[Dataset excerpts]
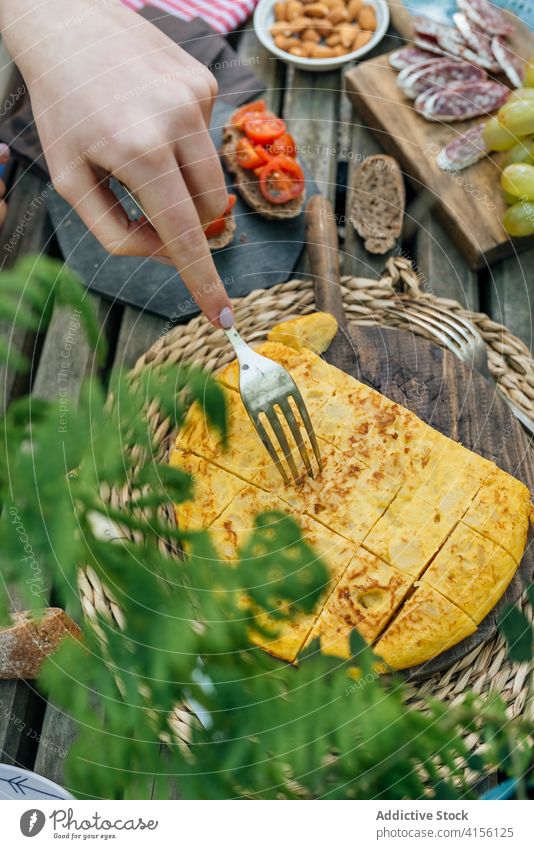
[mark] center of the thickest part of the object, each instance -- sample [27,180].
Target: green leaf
[517,631]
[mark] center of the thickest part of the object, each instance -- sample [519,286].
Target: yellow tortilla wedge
[471,571]
[501,512]
[426,625]
[365,598]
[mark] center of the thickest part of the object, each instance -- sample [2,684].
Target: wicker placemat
[367,302]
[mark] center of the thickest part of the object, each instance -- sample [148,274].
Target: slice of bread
[378,201]
[248,185]
[224,238]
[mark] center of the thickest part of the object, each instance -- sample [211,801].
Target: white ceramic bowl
[264,19]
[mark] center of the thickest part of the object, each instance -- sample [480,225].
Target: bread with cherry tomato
[262,156]
[220,233]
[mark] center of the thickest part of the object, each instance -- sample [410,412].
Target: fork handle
[323,251]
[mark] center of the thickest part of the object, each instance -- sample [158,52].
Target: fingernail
[226,318]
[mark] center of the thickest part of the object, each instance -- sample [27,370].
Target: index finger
[168,205]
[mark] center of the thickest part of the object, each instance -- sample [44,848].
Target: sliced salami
[477,40]
[429,27]
[429,44]
[512,64]
[408,57]
[486,16]
[461,101]
[441,73]
[463,151]
[456,46]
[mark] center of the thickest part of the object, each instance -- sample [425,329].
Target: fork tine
[274,421]
[414,317]
[297,435]
[273,453]
[448,320]
[447,336]
[303,413]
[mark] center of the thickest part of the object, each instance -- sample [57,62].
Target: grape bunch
[512,130]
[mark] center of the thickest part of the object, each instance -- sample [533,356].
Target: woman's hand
[112,95]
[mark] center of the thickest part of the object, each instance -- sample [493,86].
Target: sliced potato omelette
[427,624]
[365,598]
[420,535]
[471,571]
[229,533]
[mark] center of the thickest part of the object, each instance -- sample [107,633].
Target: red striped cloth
[222,15]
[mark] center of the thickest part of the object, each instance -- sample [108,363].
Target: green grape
[517,117]
[509,199]
[528,79]
[519,219]
[523,151]
[497,137]
[518,180]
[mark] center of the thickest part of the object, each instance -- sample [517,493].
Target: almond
[354,8]
[293,9]
[280,11]
[338,14]
[347,34]
[333,39]
[299,50]
[321,51]
[367,18]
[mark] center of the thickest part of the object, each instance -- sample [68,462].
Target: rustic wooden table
[33,734]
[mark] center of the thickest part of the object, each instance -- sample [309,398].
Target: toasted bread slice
[224,238]
[248,185]
[378,201]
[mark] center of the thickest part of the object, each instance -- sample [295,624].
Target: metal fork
[265,385]
[460,336]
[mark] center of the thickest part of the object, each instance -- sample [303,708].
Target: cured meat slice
[422,99]
[463,151]
[429,27]
[454,44]
[461,101]
[512,64]
[440,73]
[477,40]
[486,16]
[408,57]
[428,44]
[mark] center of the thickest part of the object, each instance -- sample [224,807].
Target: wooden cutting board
[469,202]
[460,404]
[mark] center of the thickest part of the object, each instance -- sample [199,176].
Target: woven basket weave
[367,302]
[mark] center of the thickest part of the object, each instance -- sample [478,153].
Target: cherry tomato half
[215,228]
[281,179]
[284,144]
[247,155]
[249,110]
[264,129]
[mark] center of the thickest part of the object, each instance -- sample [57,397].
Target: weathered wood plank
[509,295]
[356,260]
[26,230]
[441,268]
[66,360]
[138,332]
[264,66]
[311,112]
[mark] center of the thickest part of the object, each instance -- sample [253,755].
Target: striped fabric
[222,15]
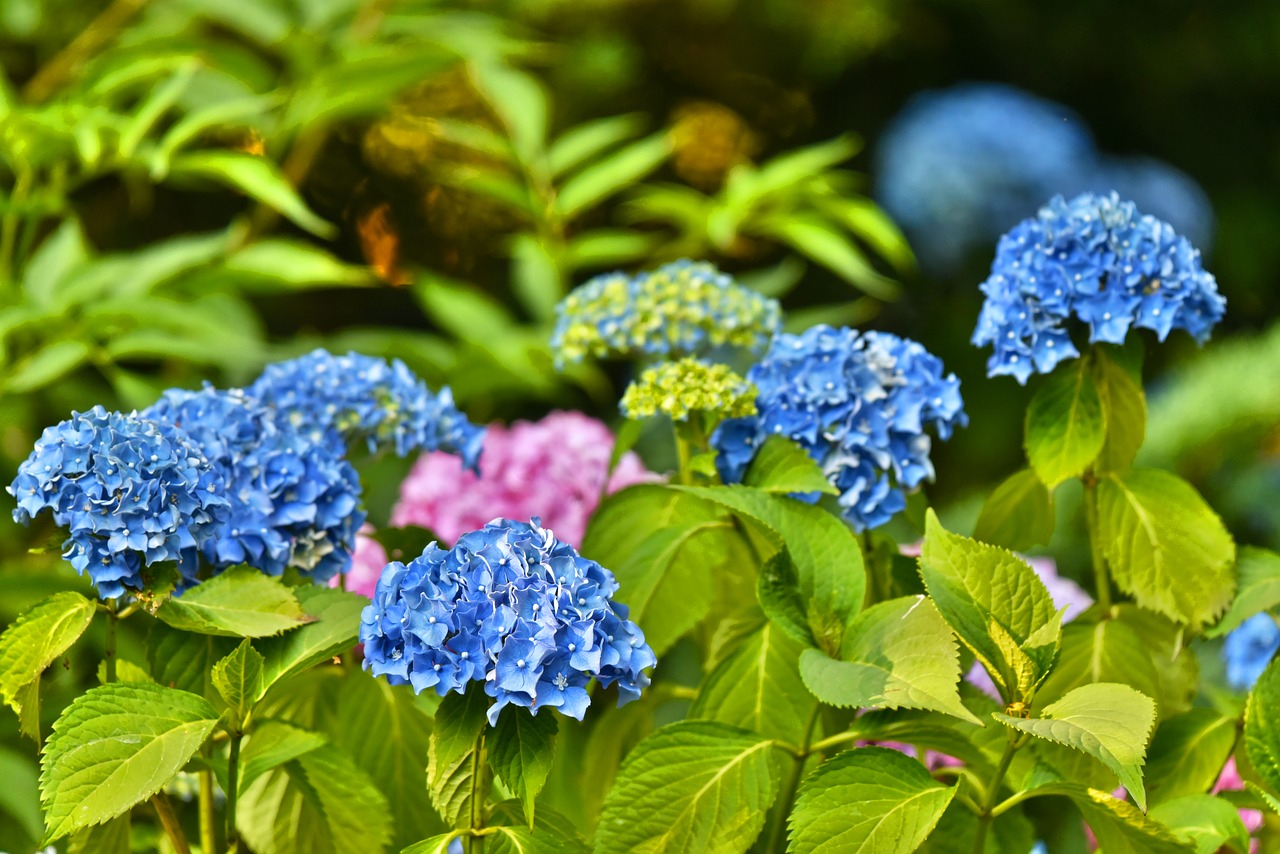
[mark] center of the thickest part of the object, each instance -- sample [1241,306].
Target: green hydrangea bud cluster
[685,387]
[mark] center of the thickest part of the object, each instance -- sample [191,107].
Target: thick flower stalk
[295,497]
[131,492]
[681,309]
[556,467]
[512,607]
[1098,260]
[859,403]
[369,400]
[688,387]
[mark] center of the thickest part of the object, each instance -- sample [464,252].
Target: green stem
[778,836]
[1101,579]
[232,786]
[992,795]
[169,821]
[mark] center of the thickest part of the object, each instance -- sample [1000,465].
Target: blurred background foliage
[190,188]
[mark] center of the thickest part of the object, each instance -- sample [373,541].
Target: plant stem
[992,795]
[1101,580]
[169,821]
[778,836]
[232,785]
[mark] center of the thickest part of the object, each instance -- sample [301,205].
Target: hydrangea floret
[295,497]
[685,387]
[131,492]
[1098,260]
[366,398]
[681,309]
[859,403]
[512,607]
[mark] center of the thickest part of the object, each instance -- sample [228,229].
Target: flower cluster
[680,309]
[859,405]
[556,469]
[959,167]
[1097,259]
[371,400]
[685,387]
[295,497]
[1249,648]
[510,606]
[129,491]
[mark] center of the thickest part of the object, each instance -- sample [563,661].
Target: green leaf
[824,552]
[334,630]
[387,734]
[453,761]
[690,786]
[997,606]
[1124,410]
[782,466]
[237,603]
[1258,571]
[115,747]
[319,803]
[39,636]
[1065,424]
[872,800]
[608,176]
[521,749]
[1165,546]
[1107,721]
[255,177]
[1018,515]
[896,654]
[757,688]
[238,677]
[1262,725]
[1210,822]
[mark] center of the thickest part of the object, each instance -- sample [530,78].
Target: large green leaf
[1065,424]
[114,747]
[1107,721]
[39,636]
[896,654]
[1258,572]
[693,786]
[1165,546]
[453,757]
[237,603]
[871,800]
[997,606]
[319,803]
[521,752]
[1188,753]
[1262,725]
[1018,515]
[758,688]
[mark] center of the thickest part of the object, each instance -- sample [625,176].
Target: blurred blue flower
[371,400]
[859,405]
[681,309]
[295,497]
[1249,649]
[131,492]
[510,606]
[1100,260]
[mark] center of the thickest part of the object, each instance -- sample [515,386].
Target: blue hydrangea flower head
[131,492]
[1098,260]
[512,607]
[1249,648]
[295,497]
[859,403]
[371,400]
[681,309]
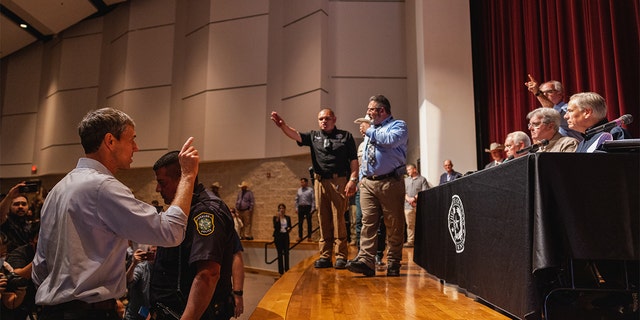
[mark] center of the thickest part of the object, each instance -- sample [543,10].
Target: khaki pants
[410,219]
[386,198]
[331,204]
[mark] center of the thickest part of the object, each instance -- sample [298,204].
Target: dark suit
[454,175]
[492,164]
[281,240]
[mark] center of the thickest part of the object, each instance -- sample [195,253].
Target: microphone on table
[626,119]
[534,147]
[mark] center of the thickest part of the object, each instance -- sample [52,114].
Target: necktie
[371,154]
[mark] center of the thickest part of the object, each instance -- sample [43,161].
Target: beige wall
[214,69]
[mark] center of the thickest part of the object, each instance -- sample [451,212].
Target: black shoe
[323,263]
[393,270]
[341,263]
[361,267]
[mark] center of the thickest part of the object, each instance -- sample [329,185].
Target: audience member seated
[497,154]
[515,141]
[13,289]
[543,125]
[450,174]
[138,279]
[588,110]
[17,228]
[21,260]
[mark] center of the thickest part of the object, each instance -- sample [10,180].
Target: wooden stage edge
[305,292]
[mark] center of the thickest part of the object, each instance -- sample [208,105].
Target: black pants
[282,246]
[382,238]
[77,310]
[304,212]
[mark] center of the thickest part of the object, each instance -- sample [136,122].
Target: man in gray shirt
[413,184]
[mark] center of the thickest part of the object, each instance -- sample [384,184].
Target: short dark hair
[170,161]
[96,124]
[382,100]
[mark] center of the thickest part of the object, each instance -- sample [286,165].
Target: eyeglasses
[327,144]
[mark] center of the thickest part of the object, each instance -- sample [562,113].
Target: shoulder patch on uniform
[204,223]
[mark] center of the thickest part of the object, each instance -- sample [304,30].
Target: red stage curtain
[588,45]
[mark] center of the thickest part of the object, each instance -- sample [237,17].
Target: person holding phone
[138,279]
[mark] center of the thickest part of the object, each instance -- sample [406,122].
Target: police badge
[204,223]
[457,228]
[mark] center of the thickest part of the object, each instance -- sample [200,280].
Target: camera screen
[30,187]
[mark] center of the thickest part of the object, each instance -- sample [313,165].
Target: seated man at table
[515,141]
[588,110]
[544,124]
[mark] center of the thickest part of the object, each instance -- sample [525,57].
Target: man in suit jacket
[497,154]
[450,174]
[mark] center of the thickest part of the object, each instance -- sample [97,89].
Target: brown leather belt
[75,305]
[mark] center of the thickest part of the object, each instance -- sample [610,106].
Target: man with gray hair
[543,125]
[588,110]
[89,216]
[515,141]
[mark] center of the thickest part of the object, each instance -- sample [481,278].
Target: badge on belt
[204,223]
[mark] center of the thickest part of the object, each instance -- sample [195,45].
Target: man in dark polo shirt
[335,163]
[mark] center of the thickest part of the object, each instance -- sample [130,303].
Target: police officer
[194,279]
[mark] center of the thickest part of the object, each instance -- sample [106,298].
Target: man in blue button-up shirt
[381,186]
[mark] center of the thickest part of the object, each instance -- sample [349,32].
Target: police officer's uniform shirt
[330,152]
[210,236]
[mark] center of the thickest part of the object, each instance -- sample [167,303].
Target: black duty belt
[329,175]
[75,305]
[382,176]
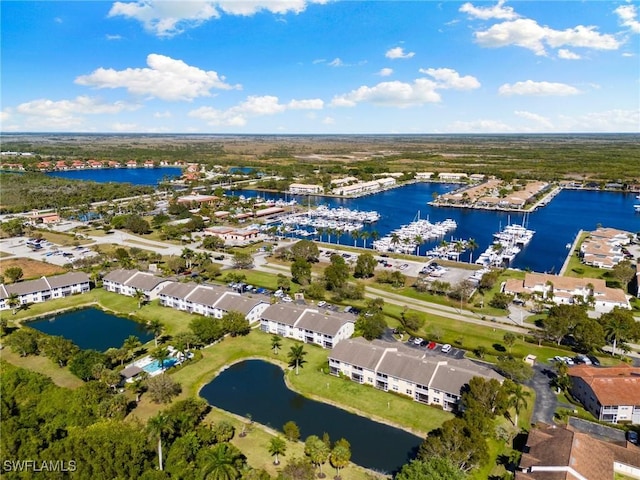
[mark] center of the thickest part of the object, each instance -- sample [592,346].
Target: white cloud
[253,106]
[616,120]
[528,34]
[398,53]
[539,119]
[498,11]
[62,114]
[311,104]
[124,127]
[568,54]
[449,78]
[395,94]
[480,126]
[628,17]
[166,78]
[530,87]
[166,18]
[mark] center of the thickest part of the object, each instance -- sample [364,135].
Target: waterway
[135,176]
[556,225]
[257,388]
[91,328]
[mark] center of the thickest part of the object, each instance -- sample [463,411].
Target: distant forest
[586,158]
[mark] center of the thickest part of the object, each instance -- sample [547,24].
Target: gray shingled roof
[282,314]
[318,322]
[357,351]
[178,290]
[120,276]
[205,295]
[30,286]
[67,279]
[144,281]
[238,303]
[411,368]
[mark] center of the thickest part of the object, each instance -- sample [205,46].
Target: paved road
[546,400]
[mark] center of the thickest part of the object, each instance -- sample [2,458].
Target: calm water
[92,328]
[256,387]
[135,176]
[556,225]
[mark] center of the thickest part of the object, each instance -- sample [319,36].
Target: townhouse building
[307,325]
[426,377]
[611,394]
[45,288]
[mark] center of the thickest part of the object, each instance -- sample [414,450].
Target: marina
[408,238]
[508,243]
[556,225]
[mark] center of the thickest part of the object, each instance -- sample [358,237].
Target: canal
[257,388]
[91,328]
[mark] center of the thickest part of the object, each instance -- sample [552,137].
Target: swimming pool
[154,367]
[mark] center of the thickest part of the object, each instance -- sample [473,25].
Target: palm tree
[296,356]
[364,235]
[161,354]
[158,427]
[395,239]
[13,301]
[188,255]
[220,462]
[518,399]
[276,343]
[418,239]
[340,456]
[156,327]
[140,296]
[355,234]
[471,245]
[277,446]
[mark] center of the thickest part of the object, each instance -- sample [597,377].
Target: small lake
[135,176]
[556,225]
[92,328]
[257,388]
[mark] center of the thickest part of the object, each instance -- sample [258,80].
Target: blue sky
[320,66]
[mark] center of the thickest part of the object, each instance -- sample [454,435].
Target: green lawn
[313,381]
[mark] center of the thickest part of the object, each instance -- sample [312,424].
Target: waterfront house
[568,290]
[357,188]
[611,394]
[307,325]
[421,176]
[603,247]
[305,189]
[452,177]
[553,452]
[234,236]
[45,288]
[425,376]
[128,282]
[211,300]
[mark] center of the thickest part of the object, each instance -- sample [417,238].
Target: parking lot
[425,268]
[44,251]
[435,348]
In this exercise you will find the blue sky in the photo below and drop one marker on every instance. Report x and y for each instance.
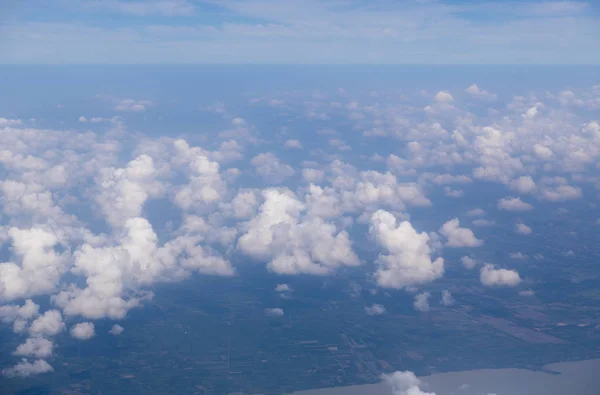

- _What this task involves_:
Give back exactly the lines above starting at the line where "Target: dark suit" appears and ending at the line where "-- sample [451,212]." appears, both included, with no other lines.

- _Response box_:
Target: dark suit
[454,175]
[492,164]
[281,240]
[mark] center of the thickest part of the object, each instance -- sample [195,253].
Target: microphone on table
[626,119]
[534,147]
[mark] center of the thickest part of the object, each instance -- sample [52,114].
Target: necktie
[371,154]
[mark] center of the thickest part of the object, each instance -- sample [43,161].
Target: beige wall
[214,69]
[mark] center of the thickest part of the object, each instance -- sample [451,212].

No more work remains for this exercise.